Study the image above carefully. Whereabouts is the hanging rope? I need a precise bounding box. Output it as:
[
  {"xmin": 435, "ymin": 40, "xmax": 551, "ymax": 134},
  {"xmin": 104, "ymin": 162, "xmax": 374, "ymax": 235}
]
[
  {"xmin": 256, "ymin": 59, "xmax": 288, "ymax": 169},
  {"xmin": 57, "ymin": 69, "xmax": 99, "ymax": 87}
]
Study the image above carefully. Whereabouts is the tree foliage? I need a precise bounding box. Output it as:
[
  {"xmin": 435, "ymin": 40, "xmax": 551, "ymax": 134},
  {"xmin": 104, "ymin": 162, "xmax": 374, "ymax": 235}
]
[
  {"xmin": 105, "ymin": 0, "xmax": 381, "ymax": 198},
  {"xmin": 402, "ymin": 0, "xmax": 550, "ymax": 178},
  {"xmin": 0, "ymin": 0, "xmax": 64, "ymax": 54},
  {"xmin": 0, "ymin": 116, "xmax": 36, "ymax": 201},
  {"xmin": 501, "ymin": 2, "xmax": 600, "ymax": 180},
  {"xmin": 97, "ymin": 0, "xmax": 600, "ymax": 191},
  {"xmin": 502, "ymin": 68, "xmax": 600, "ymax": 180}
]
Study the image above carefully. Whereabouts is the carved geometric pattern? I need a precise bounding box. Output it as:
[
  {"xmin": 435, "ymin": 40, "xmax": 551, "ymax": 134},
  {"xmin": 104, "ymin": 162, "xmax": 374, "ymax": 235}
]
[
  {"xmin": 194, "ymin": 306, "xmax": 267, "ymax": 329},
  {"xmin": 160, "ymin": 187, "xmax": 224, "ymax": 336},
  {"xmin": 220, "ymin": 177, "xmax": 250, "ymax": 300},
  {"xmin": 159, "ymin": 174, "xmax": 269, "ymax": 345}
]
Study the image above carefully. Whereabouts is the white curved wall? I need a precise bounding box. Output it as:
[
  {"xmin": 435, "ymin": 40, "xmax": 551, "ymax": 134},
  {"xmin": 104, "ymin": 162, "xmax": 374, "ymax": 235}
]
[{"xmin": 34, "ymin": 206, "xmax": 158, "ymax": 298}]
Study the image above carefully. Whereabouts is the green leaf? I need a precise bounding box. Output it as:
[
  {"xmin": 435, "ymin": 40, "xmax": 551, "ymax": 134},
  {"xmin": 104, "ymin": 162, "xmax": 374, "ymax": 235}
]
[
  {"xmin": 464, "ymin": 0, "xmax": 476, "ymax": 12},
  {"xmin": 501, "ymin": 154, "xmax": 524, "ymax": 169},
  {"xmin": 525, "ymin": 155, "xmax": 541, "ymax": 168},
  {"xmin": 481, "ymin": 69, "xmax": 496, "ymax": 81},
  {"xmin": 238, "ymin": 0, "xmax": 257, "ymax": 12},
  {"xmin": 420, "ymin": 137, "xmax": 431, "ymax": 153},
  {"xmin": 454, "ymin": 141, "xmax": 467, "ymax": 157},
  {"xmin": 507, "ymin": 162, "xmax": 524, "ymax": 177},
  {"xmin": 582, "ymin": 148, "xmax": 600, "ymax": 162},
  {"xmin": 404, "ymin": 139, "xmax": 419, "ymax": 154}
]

What you need to do: Your answer should be each line of the data that contains the word "precise", copied as it stands.

Solution to this exercise:
Study the image above carefully. Whereabouts is the hanging rope? I need a precise bounding box. Output it as:
Study the image above carefully. Whereabouts is the tree foliage? I need a precise bounding box. Output it as:
Study the image above carefully. Whereabouts is the carved geometric pattern? I need a precise bounding box. Output it as:
Study the image above carefully. Whereabouts is the white curved wall? I need a precise bounding box. Output it as:
Study the image above carefully. Whereabouts is the green leaf? I need a precise bounding box. Output it as:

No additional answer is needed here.